WHAT IS EXPECTED. Copy each of the lines below word for word, and omit the pictures.

▶

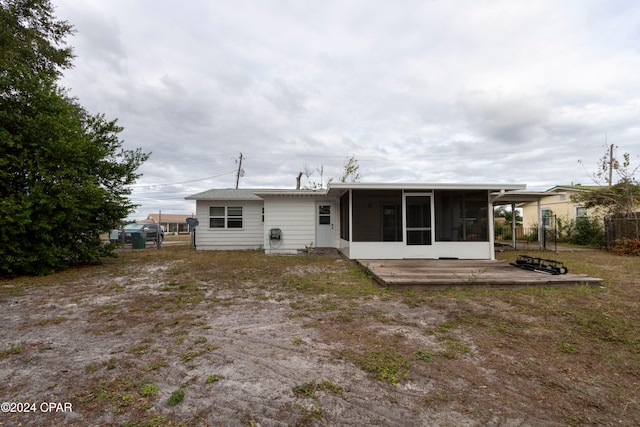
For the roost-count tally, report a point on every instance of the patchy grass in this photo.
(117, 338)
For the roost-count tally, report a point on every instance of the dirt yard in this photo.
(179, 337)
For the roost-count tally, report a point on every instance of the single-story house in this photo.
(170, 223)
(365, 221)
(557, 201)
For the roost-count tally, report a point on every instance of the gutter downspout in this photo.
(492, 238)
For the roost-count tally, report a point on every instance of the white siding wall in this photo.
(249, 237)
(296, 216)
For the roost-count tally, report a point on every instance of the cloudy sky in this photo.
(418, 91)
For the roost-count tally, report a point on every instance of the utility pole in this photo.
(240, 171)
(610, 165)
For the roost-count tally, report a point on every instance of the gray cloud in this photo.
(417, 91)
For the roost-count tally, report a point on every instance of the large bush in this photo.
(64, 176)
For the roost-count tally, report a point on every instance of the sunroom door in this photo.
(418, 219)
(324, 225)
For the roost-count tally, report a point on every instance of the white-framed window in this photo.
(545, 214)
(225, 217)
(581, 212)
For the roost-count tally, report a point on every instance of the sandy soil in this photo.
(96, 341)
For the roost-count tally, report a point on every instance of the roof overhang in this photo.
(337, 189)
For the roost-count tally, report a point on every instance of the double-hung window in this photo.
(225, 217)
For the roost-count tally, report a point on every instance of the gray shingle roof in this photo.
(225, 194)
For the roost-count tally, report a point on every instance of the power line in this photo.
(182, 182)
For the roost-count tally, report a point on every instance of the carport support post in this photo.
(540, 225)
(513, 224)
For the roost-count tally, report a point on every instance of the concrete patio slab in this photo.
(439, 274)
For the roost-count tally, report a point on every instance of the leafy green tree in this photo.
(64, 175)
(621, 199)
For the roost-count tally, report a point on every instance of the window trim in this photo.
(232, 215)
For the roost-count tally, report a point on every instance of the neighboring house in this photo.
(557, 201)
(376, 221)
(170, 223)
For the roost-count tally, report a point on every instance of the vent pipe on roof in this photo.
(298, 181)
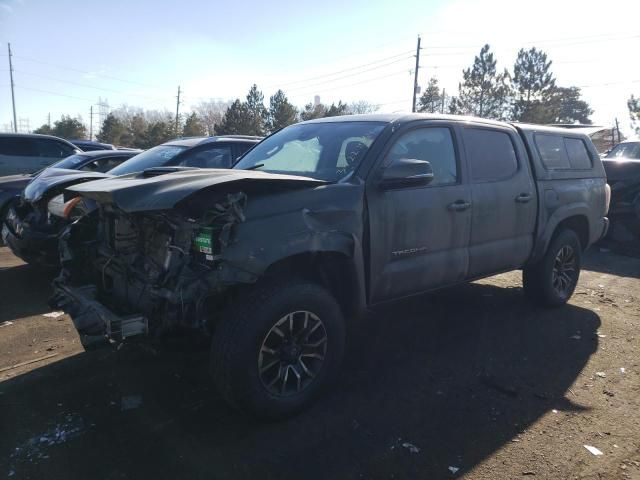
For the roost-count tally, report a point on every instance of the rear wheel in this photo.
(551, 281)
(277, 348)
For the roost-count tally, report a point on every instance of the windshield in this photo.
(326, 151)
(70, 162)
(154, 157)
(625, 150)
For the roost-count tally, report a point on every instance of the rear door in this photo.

◀

RESPONSE.
For the roost-count tally, report a point on every instance of the patchy grass in this photo.
(117, 338)
For the roost-count tally, report a point on every instance of the dirt yard in this photo.
(179, 337)
For the roost-count tally, report a point on every instance of the single-story house in this photo.
(170, 223)
(365, 221)
(557, 201)
For the roost-count tally, report a point on every instance of the gutter downspout in this photo.
(492, 238)
For the roost-count tally, report a point on every instance of the white siding wall in this photo.
(249, 237)
(296, 216)
For the roost-count tally, report a point on every instance of the cloudy sky in this photo.
(418, 91)
For the roost-count tally, report a point on every instance of the utility pole in this photo.
(240, 171)
(610, 165)
For the roost-count tally, report a point on every instance of the gray cloud in this photo.
(417, 91)
For the roost-count tally, report a point on every instance of the large bush in this photo.
(64, 176)
For the roost-count tally, report a point on every instance of the sunroom door in this photo.
(418, 219)
(324, 225)
For the roost-count tally, report a point on every instance of the white-framed window in this photo.
(545, 214)
(225, 217)
(581, 212)
For the roost-count tally, report a point on every instance of the sandy soil in this photo.
(96, 341)
For the roost-count tally, report a point on every instance of the roof overhang in this photo.
(337, 189)
For the roost-count tally, report a point on every instance of the double-hung window in this photo.
(225, 217)
For the roost-count tally, report a point on every instance of the gray shingle roof in this photo.
(225, 194)
For the roost-count tally, report a point on every instance of the power line in this photo.
(182, 182)
For the roost-count tally, report a point on every instance of the carport support post in this photo.
(540, 225)
(513, 224)
For the roost-count tally, report a point on every instance of the concrete patio slab in this photo.
(439, 274)
For the roost-count tally, report a point on every instance of the leafy green tree in this photo.
(64, 175)
(621, 199)
For the roost-count tally, report a point on every instance of the window trim in this photo.
(232, 215)
For the roost-count tally, report a point on every instance of the neighboring house in this photo.
(557, 201)
(376, 221)
(170, 223)
For the roost-count tally, report a point on every instance of the vent pipe on roof in this photo.
(298, 181)
For the roost-count tally, report a point on every instance of the rear wheel in this photo.
(551, 281)
(277, 348)
For the roost-count tally, report a point on every instance of the windshield in this photo.
(326, 151)
(70, 162)
(154, 157)
(625, 150)
For the roost-count tally, report a point on every instance of the rear door in this photo.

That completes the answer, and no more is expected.